> _TASK BRIEF_
Copy each line of the data below word for word, leaving out the pictures.

> _EXERCISE INPUT_
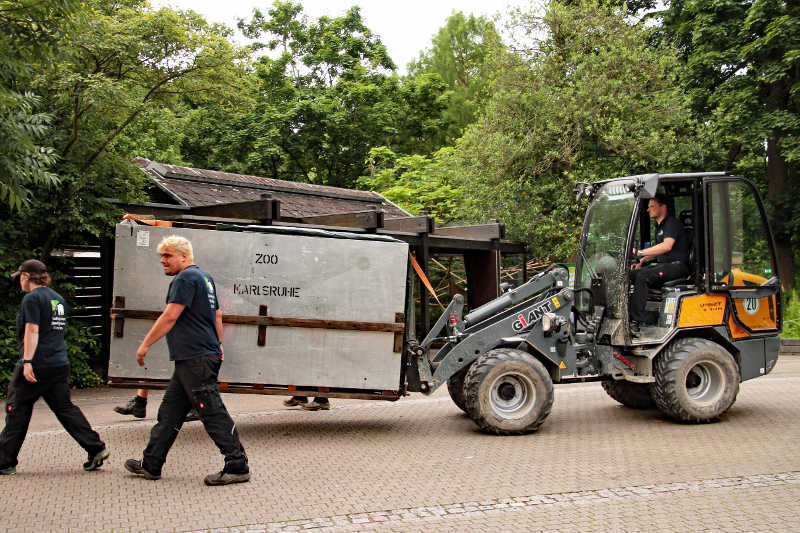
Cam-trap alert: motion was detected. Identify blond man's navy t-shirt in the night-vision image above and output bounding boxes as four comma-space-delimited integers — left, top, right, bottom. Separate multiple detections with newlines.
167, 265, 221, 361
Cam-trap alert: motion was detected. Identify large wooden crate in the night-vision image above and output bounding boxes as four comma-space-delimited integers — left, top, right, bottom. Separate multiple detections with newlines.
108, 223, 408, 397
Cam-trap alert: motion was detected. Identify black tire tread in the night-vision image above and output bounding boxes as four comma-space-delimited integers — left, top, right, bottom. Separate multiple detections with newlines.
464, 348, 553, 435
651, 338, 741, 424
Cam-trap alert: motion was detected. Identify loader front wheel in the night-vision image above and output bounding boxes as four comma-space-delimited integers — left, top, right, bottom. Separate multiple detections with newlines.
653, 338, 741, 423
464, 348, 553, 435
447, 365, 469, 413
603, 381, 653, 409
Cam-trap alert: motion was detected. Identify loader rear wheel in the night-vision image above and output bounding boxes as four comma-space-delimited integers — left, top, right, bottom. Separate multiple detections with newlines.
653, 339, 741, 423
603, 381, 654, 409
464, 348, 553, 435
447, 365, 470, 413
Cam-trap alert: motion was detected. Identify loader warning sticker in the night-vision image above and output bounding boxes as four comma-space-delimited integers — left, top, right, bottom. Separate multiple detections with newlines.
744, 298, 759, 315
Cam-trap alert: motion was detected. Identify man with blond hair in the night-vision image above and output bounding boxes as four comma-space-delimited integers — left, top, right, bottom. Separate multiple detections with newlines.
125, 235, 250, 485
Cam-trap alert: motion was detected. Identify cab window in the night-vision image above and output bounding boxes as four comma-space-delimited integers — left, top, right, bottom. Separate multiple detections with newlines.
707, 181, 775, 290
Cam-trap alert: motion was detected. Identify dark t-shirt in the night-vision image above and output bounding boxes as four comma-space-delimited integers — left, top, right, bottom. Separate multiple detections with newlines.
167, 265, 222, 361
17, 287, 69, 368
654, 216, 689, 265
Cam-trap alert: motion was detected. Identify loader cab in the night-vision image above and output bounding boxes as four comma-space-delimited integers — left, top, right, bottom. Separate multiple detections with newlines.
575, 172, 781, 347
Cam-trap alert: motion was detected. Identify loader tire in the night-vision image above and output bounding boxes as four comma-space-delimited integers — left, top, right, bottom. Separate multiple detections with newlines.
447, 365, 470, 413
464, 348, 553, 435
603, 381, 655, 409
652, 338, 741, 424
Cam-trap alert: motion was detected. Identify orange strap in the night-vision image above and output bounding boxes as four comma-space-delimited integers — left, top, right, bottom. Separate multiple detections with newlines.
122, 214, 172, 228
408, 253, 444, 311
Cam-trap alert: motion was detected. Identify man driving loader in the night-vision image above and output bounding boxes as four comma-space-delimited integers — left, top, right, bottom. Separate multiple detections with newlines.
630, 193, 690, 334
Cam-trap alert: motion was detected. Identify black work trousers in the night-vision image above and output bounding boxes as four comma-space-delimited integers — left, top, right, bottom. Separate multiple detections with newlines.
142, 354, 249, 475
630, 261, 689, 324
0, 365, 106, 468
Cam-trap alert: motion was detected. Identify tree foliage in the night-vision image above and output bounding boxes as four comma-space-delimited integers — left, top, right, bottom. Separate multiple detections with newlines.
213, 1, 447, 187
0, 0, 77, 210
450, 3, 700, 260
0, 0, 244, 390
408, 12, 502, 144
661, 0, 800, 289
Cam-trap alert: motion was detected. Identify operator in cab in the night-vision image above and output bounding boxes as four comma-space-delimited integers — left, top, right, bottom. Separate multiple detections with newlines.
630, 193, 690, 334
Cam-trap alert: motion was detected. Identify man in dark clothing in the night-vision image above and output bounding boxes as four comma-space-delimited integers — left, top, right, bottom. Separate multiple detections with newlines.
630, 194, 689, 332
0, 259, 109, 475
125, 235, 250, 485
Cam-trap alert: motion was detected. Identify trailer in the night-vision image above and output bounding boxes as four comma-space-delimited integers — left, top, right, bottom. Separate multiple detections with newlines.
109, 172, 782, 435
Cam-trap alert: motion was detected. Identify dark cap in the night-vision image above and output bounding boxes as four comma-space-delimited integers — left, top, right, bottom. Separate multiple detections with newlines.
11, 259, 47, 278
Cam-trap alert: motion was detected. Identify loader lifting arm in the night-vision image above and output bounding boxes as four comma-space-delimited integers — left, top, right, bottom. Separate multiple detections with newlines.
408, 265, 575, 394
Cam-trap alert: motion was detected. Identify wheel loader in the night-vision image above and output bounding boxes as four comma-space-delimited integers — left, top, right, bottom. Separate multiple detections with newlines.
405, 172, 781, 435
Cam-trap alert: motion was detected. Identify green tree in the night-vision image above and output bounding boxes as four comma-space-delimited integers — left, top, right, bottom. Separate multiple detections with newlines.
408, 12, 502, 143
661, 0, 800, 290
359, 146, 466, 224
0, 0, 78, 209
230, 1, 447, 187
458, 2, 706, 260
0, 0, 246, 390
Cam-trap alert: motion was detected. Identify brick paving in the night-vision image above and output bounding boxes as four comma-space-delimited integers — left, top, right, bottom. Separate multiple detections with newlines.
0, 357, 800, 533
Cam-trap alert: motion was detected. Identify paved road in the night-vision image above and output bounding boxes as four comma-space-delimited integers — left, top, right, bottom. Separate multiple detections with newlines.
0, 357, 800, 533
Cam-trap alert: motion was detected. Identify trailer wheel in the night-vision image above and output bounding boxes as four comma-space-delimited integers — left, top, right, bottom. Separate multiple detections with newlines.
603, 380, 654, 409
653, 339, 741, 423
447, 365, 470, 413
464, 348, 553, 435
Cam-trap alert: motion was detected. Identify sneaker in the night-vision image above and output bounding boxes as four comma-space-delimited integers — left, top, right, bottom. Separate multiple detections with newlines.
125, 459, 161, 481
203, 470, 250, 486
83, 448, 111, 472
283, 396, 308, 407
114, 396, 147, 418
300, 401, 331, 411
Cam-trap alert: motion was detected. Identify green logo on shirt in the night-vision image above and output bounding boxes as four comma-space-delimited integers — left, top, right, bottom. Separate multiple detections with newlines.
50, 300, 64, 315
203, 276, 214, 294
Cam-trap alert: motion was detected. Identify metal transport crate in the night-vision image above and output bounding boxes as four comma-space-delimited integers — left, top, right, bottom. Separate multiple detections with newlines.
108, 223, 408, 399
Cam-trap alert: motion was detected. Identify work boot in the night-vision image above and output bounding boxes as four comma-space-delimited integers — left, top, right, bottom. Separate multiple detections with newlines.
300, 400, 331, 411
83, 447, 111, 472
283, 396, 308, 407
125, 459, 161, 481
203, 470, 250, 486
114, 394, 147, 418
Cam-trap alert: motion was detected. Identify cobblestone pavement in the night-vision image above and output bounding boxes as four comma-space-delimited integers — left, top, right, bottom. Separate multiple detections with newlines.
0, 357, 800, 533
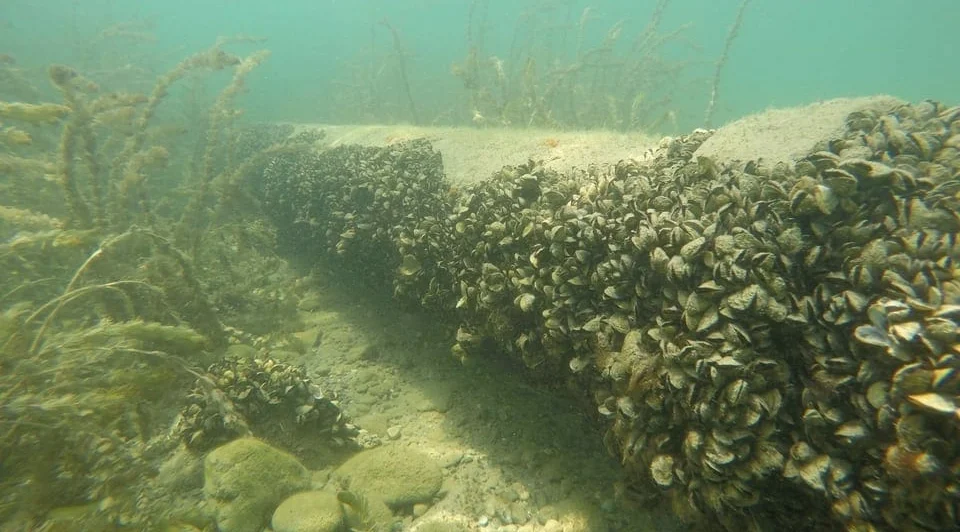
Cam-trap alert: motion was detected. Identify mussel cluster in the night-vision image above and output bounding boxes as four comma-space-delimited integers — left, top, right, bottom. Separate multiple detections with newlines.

> _ANSWER TO THIS PROBLEM_
Cam-trap alert: motion was detected. Identify blond man's navy t-shirt in the night-vision image above and output bounding boxes as four comma-space-delimited integers — left, top, right, bottom. Separate multiple detections with newlines.
167, 265, 221, 361
Cam-trap alert: motion was detected. Identify large wooden crate in the night-vision image above and output bounding boxes as four comma-space-delimited integers — left, top, right, bottom. Separate multiple detections with newlines.
108, 223, 408, 397
Cam-trap alert: motion was detected. Identify black tire tread in the night-vision image above and output bounding boxes as four comma-space-delimited integers — left, top, right, bottom. Separate multiple detections with newlines.
464, 348, 553, 435
651, 338, 741, 424
Cam-trap alert: motion was detected. Identify loader front wheel in the night-vision image above and output bounding boxes as four comma-space-delimited integers — left, top, right, bottom. Separate multiple detections with newlines.
653, 338, 741, 423
464, 348, 553, 435
447, 365, 469, 413
603, 381, 653, 409
Cam-trap alert: motion was detected. Identify loader rear wheel in the night-vision image above and output bounding boxes as four comma-space-delimited integers — left, top, right, bottom. Separate multiple detections with newlines.
653, 339, 741, 423
603, 381, 654, 409
464, 348, 553, 435
447, 365, 470, 413
Cam-trap alert: motion was detected. Identify loader warning sticker in the night-vision image above and output bounding boxes as four comma-space-delimited integers — left, top, right, bottom. Separate multiple detections with newlines.
744, 298, 759, 315
Cam-trap alert: motion was detected. Identify man with blond hair in the night-vision image above and output bounding boxes as four comma-space-delimited integers — left, top, right, bottom. Separate multiple detections with newlines.
125, 235, 250, 485
Cam-trap alert: motion was detected. Identify cab window in the night-vision image above and output bounding boxes as four comma-space-delimited integers — left, top, right, bottom. Separate multiple detections with newlines.
707, 181, 775, 290
Cam-trap alert: motion was detected. Identify dark t-shirt in the night-vision image above and output bounding boxes as four comma-space-delimited integers — left, top, right, bottom. Separate multiple detections with newlines.
167, 265, 222, 361
17, 287, 69, 368
654, 216, 689, 265
Cam-trap alert: motion was detected. Identify loader cab in the night-vision image above and output bounding boxes as four comma-space-delimited integers — left, top, right, bottom. Separate multiple detections with newlines.
575, 172, 781, 347
Cam-trap alert: motion was detected. Identify loader tire in the night-vision image above and output bounding boxes as four comma-space-delimited integers — left, top, right, bottom. Separate multiple detections with newlines.
447, 365, 470, 413
464, 348, 553, 435
603, 381, 655, 409
652, 338, 741, 424
Cam-trap alert: motion was detected. Identify orange strap in the night-vision image above and output bounding boxes as four comma-space-delimited integers — left, top, right, bottom. Separate multiple detections with newlines.
122, 214, 172, 228
408, 253, 444, 311
Cam-trap alert: motion was detected. Identify man driving loader in the night-vision image above and output bounding boxes as four comma-space-delimited integers — left, top, right, bottom. Separate multiple detections with newlines.
630, 193, 690, 334
Cam-trap alert: motion was detected. Identify black work trousers in the night-vision image above and output bounding boxes as four comma-space-delimited integers — left, top, right, bottom. Separate multiple detections with newlines.
142, 354, 249, 475
630, 261, 689, 324
0, 365, 106, 468
Cam-trap alert: motion was detected. Identify tree foliage in the night-vision image above and output bounding boxes as four comma-space-delimited integers — left, top, right, bottom. Separate multiple detections with newlines.
213, 1, 447, 187
0, 0, 77, 210
450, 3, 700, 260
0, 0, 244, 390
408, 12, 502, 144
661, 0, 800, 289
Cam-trap alert: motion was detected. Identify operator in cab in the night-vision image above and output bounding boxes as four comma-space-delimited integers — left, top, right, bottom. Separate multiple detections with newlines.
630, 193, 690, 334
Cam-trap alert: motion was detected. Identify man in dark clothing in the night-vision image above and output bounding boxes as four comma-space-delimited integers — left, top, right, bottom. Separate multiple detections with newlines.
630, 194, 689, 332
0, 259, 109, 475
125, 235, 250, 485
Cam-trap alert: motion was detected. Identify trailer in the night-vision image above and output bounding boxes as four comma-space-delimited integers — left, top, right, bottom. Separate multiple detections with newlines.
109, 172, 782, 435
Cam-trap alert: motion was detected. Identify dark cap in the night-vision image above and output bounding boxes as four comma-space-delimited integers — left, top, right, bottom. Separate multiple detections with newlines.
11, 259, 47, 278
Cam-trap alert: motion was detected. Identify loader lifting arm in the night-vision image above and output bounding boxes as four comma-space-delimited integers — left, top, right, bottom. Separate multiple detections with newlines.
408, 265, 575, 394
Cam-trap alert: motion was detected. Identify wheel loader in the night-vision image above and output bounding boxes as four comma-space-delimited integers — left, top, right, bottom. Separate multiple detections with newlines.
405, 172, 781, 435
Cam-trap alert: motion was detected. Identify green tree in the night-vision image above and output bounding boxes as four comma-space-delimited integers — left, top, right, bottom. Separate multiple detections with newlines.
408, 12, 502, 143
661, 0, 800, 290
359, 146, 466, 224
0, 0, 78, 209
230, 1, 447, 187
458, 2, 706, 260
0, 0, 246, 390
Cam-trap alert: motion was detected. Identify brick paving in the night-vision image above and output bounding boxes as four comma-space-delimited integers — left, top, right, bottom. Separate multiple detections with newlines.
0, 357, 800, 533
Cam-trap alert: motion was detected. Identify paved road in the night-vision image above and output bounding boxes as four comma-space-delimited integers — left, top, right, bottom. Separate multiple detections with newlines.
0, 357, 800, 533
Cam-trap alert: motion was detected. Identify trailer wheel in the night-vision image above and output bounding boxes as four comma-space-delimited integers — left, top, right, bottom. Separate multiple detections with newlines.
603, 380, 654, 409
653, 339, 741, 423
447, 365, 470, 413
464, 348, 553, 435
Cam-trap alert: motion was detected. Identify sneaker in the night-vision image above and output bounding boxes as four comma-space-delimited integers — left, top, right, bottom. Separate multiple detections with newlines.
125, 459, 161, 481
203, 470, 250, 486
83, 448, 111, 472
283, 396, 308, 407
114, 396, 147, 418
300, 401, 331, 411
Cam-trap alert: motion was detected. Identify green logo on shirt in the night-vision image above and output bounding boxes as four comma-space-delimited integers — left, top, right, bottom. Separate multiple detections with newlines.
50, 300, 64, 315
203, 276, 214, 294
Cam-trap alert: motion was detected. Identify metal transport crate in the night-vision image above and output bounding boxes as four comma-space-delimited integers — left, top, right, bottom. Separate multiple detections with newlines.
108, 223, 408, 399
Cam-trap alert: motion was detected. Identify work boot in the night-vision image above and output bounding boxes as four comma-space-delimited integers — left, top, right, bottom. Separate multiple detections with newlines.
300, 400, 331, 411
83, 447, 111, 472
283, 396, 308, 407
125, 459, 161, 481
203, 470, 250, 486
114, 394, 147, 418
Cam-trap alert: motion was detected. Identify cobblestone pavement in the night-vision image above and output bounding boxes as four comma-space-delimited integers — left, top, right, bottom. Separate multiple detections with newlines.
0, 357, 800, 533
Cam-trap alert: motion was detected. Identify mussel cluster in the night-vision image above and output bounding boxes as four comma-space-delimited integers — left, top, right, bottom. Separate multiple detections with newlines.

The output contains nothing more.